# Goal 1:
According to the Cape Cod excerpt below, what does the population of Cape Cod rise to in July?

# Document section:
+++

Chapter 1 of 13 · 3906 words · ~20 min read

Part 1

NATURE’S YEAR

_Books by John Hay_:

A PRIVATE HISTORY THE RUN NATURE’S YEAR

[Illustration]

JOHN HAY

_NATURE’S YEAR_

_The Seasons of Cape Cod_

ILLUSTRATED BY DAVID GROSE

_1961 Doubleday & Company, Inc. Garden City, New York_

_Library of Congress Catalog Card Number 61-8166 Copyright © 1961 by John Hay All Rights Reserved Printed in the United States of America First Edition_

_For Kristi, Susan, Kitty, Rebecca, and Charles Mark--with me on this journey through the year_

Contents

_July_ _11_

A Start on Cape Cod--An Entry--Other Lands within the “Narrow Land”

_August_ _25_

A Wild Home Land--The Musicians--A Walk with an Oven Bird--Toward the Sea

_September_ _47_

Youth on the Move--An Open Shore--Chipmunks

_October_ _61_

Where Is Home?--The Field of Learning--Colors of the Season--The Last Day in October

_November_ _81_

The Seed in the Season--The Clouds--The Inconstant Land--The Dead and the Living

_December_ _97_

An Old Place, an Old Man--Night in the Afternoon--Two Encounters

_January_ _113_

Exposure--Ice on the Ponds--Contrast and Response

_February_ _127_

Secrets in the Open--The Sea in the Ground--Need--Death, Man Made

_March_ _143_

Restless Days--An Extravagance--Interpretation--Response

_April_ _161_

Deeper News--April Light--“Frightened Away”

_May_ _173_

Declarations--Facets of Expression--Travel

_June_ _187_

The Garden--Room to Spare--The Binding Rain

_July_

_A Start on Cape Cod_

I drove to Cape Cod with travelers from everywhere. I came to this narrow peninsula over the blistering, insatiable roads of America with the summer crowd--in my shirt sleeves, with dark glasses to protect my sight--conscious of almost nothing but cars, and casualties ... our migrations have them too, like the birds and fish.

I saw an accident so terrible I could not describe it. Machines were flung into the air and smashed. A life was tossed away, a human being crushed like a doll. Human relationships were pathetically severed by the brutality of chance. Then we were allowed to go on--travelers racing down the highway through the blood-boiling heat of the sun. We come in with speed and we go away with speed, and we are both afraid and desirous of it. The human run in its relentless self-absorption seems more abstracted than any other natural force.

The resident population of Cape Cod is some 80,000, and in July the number increases to an estimated 250,000 or more, a kind of barometric rise that is equivalent to what is happening in the earth at large. After Labor Day, when the summer tribe has gone back to the cities, relief comes. You can cross the road in comparative safety. Then, something like apathy pervades the Cape, as if its diminished society were trying to recover from an encounter with enormous odds.

+++

Pointing dataset entries
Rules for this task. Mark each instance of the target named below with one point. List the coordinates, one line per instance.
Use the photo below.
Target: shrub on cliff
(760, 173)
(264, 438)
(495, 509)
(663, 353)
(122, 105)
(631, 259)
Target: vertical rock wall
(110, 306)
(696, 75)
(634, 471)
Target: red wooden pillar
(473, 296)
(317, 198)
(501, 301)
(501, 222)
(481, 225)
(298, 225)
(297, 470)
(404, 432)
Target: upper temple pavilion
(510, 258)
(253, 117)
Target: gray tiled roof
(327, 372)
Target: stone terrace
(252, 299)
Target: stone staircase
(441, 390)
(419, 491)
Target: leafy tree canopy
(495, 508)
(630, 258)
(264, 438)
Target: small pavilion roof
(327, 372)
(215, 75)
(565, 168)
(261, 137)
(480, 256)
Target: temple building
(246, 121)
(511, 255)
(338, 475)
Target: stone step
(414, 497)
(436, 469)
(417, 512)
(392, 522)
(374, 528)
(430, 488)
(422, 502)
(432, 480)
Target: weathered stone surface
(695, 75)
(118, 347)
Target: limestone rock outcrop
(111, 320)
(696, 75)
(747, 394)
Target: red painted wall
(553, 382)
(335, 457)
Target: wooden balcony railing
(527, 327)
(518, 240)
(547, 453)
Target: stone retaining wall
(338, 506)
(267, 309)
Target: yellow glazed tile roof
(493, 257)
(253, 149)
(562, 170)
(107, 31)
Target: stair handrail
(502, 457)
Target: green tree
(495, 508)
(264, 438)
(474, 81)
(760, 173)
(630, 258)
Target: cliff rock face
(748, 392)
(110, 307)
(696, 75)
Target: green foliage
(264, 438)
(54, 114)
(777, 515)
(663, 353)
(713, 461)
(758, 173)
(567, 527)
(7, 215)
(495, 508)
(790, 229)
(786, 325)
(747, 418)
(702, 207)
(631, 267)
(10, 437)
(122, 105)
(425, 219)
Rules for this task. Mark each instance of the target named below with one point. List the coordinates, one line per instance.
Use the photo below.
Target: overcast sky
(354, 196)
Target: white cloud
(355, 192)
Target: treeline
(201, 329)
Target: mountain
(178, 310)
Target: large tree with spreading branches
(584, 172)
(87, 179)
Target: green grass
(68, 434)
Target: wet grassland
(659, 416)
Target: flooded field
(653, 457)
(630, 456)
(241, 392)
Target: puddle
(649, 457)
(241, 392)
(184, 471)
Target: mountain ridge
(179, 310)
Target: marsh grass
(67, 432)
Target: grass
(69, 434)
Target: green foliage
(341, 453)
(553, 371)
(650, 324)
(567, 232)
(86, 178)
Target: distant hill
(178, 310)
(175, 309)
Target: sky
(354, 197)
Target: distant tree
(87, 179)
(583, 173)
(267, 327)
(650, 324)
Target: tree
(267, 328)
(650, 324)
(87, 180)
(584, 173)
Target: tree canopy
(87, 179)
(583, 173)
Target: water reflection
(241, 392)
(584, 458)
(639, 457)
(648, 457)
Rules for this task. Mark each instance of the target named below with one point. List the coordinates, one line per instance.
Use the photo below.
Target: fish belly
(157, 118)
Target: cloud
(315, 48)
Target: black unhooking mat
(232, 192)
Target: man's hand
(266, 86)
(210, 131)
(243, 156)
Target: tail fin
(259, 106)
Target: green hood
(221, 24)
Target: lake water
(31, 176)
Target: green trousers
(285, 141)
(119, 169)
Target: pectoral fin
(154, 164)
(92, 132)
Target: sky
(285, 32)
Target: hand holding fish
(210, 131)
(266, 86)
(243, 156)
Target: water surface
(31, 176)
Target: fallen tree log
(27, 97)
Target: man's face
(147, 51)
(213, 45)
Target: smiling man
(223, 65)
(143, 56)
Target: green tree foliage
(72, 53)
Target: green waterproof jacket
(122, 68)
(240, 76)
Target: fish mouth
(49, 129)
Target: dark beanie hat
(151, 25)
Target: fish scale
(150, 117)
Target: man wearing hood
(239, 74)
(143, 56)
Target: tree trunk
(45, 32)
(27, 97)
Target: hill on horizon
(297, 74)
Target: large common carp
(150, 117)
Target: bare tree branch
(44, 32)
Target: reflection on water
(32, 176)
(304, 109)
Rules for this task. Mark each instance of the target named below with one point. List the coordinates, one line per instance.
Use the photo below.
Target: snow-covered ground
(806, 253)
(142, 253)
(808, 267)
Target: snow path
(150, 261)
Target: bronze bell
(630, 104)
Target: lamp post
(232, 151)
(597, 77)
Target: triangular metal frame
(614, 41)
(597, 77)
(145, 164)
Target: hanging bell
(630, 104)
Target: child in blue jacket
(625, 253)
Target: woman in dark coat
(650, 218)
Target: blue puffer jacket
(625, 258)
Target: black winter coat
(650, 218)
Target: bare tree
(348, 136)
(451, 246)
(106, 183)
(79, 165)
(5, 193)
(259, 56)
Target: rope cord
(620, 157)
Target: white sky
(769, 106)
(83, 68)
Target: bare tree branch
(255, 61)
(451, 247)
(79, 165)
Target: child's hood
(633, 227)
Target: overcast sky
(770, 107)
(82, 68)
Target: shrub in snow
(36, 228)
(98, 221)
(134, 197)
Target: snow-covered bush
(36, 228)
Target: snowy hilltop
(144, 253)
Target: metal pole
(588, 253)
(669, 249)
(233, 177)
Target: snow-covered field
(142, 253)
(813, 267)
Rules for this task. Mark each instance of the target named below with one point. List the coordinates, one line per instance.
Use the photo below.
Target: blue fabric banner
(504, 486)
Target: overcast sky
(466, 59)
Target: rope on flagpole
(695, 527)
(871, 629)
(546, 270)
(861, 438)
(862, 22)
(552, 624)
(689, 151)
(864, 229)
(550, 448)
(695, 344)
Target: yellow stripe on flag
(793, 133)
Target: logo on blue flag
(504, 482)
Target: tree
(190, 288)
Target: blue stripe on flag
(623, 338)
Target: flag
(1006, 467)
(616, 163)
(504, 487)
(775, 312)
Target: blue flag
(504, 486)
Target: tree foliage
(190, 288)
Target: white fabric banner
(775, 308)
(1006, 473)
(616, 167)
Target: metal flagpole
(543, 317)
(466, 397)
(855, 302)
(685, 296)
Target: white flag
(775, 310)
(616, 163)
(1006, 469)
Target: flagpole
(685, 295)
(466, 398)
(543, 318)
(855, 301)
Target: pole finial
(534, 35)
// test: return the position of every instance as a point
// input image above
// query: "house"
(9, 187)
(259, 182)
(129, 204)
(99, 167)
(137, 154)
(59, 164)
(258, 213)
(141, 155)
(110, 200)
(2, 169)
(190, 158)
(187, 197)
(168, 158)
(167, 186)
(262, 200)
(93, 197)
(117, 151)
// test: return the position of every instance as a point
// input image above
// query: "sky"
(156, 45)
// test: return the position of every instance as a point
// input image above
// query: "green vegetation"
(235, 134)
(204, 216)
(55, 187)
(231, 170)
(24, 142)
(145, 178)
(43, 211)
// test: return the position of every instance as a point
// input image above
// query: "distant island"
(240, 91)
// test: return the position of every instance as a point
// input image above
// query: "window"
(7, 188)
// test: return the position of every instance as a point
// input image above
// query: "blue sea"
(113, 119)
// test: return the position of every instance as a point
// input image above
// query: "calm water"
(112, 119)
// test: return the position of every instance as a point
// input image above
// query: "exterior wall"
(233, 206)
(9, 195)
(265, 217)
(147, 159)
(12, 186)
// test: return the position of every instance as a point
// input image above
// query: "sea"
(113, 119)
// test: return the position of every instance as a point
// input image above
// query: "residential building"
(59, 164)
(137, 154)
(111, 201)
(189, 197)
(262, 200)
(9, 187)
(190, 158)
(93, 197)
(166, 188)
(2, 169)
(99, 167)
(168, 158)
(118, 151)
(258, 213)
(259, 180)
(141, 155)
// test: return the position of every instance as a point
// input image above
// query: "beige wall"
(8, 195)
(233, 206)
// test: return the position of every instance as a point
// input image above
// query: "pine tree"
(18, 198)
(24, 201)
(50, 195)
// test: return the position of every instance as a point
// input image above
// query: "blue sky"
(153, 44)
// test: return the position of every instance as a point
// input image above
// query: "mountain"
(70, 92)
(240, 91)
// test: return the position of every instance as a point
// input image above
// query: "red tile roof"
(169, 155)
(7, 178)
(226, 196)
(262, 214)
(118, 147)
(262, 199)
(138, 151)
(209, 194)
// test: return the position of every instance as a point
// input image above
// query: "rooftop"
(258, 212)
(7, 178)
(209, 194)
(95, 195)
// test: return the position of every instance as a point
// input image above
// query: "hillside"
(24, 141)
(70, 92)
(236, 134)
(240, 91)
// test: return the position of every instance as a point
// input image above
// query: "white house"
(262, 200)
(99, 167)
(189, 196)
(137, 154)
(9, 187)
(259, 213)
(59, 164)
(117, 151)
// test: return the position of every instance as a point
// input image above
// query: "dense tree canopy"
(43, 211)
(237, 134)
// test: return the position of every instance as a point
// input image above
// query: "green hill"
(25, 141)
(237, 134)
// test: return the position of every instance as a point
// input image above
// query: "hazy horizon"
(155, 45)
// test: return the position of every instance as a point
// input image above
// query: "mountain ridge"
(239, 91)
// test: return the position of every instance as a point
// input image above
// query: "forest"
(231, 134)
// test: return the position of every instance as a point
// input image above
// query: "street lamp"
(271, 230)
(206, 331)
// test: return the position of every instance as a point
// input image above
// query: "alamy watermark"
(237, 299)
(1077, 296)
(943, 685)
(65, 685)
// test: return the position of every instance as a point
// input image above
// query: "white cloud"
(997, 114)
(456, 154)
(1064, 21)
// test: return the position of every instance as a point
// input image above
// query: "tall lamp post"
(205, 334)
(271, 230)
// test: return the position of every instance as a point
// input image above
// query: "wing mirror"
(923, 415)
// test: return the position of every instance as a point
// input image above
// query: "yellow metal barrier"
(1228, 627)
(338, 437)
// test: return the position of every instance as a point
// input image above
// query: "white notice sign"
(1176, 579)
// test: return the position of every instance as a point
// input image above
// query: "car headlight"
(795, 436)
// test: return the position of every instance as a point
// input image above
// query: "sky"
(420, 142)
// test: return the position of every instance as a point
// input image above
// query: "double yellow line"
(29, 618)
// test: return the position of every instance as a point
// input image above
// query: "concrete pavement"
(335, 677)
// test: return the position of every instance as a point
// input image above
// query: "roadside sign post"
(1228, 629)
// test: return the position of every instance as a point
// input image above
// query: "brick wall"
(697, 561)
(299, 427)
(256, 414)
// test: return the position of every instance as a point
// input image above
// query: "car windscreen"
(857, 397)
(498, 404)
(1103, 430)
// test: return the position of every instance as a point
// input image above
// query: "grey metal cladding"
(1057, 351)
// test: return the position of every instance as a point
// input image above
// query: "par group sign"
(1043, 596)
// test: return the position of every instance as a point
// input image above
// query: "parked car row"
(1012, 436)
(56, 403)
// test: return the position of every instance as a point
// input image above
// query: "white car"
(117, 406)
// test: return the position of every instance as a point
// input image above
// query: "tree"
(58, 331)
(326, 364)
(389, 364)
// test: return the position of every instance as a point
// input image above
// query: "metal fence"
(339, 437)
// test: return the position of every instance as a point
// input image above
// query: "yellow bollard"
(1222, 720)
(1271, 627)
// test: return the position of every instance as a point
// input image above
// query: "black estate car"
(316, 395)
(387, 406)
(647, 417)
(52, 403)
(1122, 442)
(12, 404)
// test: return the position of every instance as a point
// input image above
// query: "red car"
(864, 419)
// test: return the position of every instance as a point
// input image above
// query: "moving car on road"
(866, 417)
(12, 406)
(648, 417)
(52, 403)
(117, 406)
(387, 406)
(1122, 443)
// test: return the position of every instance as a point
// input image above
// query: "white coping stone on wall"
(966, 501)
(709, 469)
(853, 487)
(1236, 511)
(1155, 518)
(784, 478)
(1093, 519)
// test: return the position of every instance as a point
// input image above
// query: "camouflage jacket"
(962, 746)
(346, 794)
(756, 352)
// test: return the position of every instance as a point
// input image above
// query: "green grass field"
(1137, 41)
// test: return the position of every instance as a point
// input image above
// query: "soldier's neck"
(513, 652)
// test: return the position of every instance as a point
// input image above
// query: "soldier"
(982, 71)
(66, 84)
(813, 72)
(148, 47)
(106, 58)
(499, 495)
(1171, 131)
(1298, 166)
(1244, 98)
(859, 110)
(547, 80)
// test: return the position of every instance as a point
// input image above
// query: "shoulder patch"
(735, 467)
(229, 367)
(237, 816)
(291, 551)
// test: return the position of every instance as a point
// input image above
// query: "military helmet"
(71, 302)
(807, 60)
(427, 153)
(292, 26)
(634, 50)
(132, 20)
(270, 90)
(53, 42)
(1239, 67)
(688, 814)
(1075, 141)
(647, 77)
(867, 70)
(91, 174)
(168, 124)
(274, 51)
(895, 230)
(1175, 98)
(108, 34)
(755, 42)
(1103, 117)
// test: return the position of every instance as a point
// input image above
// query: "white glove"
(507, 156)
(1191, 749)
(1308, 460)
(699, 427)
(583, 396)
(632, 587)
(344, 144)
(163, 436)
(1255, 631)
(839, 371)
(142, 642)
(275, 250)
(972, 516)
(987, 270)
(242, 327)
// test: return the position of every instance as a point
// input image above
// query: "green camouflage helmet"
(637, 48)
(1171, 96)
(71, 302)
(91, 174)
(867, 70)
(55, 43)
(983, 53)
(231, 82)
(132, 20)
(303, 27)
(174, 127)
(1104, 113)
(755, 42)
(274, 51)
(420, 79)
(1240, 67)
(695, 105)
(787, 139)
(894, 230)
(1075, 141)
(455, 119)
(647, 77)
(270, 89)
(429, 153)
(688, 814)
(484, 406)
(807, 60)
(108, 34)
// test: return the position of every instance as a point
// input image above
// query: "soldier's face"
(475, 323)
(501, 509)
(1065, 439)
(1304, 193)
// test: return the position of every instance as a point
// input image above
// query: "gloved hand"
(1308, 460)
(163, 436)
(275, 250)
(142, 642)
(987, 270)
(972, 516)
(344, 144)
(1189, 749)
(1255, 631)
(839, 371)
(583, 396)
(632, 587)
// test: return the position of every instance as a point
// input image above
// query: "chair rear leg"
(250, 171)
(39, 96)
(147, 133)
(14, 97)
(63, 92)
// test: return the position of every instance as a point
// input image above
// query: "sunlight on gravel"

+++

# Goal 2:
Please select every line of the entries above that contains the word "wooden".

# Task answer 1:
An estimated 250,000 or more.

# Task answer 2:
Target: red wooden pillar
Target: wooden balcony railing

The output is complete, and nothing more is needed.